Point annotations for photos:

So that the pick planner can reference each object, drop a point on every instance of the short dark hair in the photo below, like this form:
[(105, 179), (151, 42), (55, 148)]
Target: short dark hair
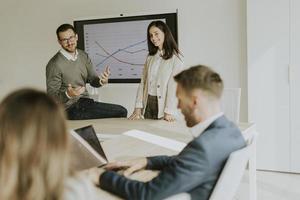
[(201, 77), (170, 47), (63, 28)]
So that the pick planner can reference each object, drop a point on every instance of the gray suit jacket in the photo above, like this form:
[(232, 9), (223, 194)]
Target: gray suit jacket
[(195, 170)]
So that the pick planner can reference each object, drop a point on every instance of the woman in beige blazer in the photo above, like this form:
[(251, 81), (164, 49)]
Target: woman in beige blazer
[(156, 98)]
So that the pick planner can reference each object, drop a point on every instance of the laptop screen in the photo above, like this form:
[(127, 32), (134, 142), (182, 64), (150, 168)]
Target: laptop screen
[(89, 135)]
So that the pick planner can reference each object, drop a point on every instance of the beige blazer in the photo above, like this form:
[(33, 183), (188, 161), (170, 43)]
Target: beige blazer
[(166, 86)]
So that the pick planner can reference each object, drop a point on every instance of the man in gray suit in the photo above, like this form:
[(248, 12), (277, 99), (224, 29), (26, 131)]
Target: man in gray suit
[(196, 168)]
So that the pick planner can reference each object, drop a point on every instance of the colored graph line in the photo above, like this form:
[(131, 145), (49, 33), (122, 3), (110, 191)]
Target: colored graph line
[(118, 51)]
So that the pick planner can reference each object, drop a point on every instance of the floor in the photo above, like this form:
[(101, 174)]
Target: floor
[(272, 186)]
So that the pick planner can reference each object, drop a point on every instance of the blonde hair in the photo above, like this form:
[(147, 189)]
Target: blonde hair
[(33, 147), (201, 77)]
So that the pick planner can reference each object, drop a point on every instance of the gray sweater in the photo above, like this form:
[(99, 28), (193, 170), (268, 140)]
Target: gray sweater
[(60, 72)]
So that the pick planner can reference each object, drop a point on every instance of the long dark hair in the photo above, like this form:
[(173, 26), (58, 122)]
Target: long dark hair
[(169, 46)]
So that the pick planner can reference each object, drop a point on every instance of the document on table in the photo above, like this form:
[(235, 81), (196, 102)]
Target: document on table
[(106, 136), (155, 139)]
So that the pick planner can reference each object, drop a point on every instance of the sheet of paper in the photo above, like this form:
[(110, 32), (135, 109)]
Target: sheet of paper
[(155, 139), (106, 136)]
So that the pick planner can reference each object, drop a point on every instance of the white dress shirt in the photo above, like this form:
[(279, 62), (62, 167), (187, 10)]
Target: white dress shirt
[(69, 56), (153, 70)]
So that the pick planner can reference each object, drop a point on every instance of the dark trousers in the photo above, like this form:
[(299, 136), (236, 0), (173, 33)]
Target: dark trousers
[(86, 108)]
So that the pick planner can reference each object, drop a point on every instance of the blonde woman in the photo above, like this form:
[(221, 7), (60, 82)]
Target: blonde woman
[(34, 157)]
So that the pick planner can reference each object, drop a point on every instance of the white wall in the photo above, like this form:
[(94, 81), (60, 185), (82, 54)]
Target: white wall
[(210, 32)]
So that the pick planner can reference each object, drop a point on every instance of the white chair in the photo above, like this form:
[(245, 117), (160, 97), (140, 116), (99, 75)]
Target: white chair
[(233, 171), (230, 103)]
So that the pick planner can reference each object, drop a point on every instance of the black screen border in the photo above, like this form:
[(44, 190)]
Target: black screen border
[(171, 21)]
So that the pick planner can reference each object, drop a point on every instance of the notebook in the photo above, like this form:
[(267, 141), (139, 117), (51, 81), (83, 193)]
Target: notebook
[(86, 150)]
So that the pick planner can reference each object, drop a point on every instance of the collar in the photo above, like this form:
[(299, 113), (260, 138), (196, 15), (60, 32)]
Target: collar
[(200, 127), (69, 56)]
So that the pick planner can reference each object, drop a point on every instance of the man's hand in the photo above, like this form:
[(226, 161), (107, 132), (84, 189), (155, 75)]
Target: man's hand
[(75, 91), (137, 114), (93, 174), (130, 166), (104, 76), (169, 118)]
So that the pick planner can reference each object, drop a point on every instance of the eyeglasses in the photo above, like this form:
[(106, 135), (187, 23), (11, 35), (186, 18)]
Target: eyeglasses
[(70, 39)]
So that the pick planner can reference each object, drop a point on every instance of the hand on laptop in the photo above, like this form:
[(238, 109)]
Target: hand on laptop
[(130, 166), (93, 174)]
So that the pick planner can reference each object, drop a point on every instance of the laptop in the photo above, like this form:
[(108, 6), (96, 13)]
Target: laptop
[(86, 150)]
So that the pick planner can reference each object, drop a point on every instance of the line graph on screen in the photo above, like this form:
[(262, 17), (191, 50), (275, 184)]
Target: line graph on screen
[(122, 46)]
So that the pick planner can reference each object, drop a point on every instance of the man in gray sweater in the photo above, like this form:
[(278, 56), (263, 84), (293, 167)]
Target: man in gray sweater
[(67, 73)]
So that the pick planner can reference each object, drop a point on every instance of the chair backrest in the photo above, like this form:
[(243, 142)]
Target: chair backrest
[(230, 103), (233, 171)]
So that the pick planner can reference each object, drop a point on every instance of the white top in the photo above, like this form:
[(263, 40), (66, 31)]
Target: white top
[(199, 128), (69, 56), (78, 188), (153, 70)]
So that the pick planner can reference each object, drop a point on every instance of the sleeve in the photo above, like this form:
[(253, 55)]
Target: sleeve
[(190, 167), (140, 91), (54, 82), (93, 77), (171, 100)]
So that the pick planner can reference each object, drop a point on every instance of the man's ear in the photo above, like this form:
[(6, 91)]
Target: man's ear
[(194, 100)]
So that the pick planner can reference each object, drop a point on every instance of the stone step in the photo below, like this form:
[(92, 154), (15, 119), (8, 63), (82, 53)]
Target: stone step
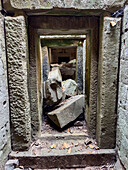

Exercise description:
Copy the listing verbatim from its first line down to the line containing "[(201, 77), (170, 47), (63, 28)]", both included, leaving out the pictures.

Problem solution:
So that the pick planner can reference each object, drop a point on every instance of the short dark hair in the photo below, like this form:
[(105, 179), (151, 42), (55, 148)]
Target: short dark hair
[(201, 77), (170, 47), (63, 28)]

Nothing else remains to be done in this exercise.